== Segment start ==

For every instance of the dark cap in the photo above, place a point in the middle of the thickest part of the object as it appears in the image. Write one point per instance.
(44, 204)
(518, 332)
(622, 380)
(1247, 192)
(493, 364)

== Segment end ==

_PROBLEM DESCRIPTION_. Transcribe each line of the material without any alteration.

_RESPONSE BOX_.
For every instance of the dark cap in the photo above, place a point in the middle of the thickest part of the object as it appears in the image. Write one point per instance.
(44, 204)
(518, 332)
(622, 380)
(1247, 192)
(493, 364)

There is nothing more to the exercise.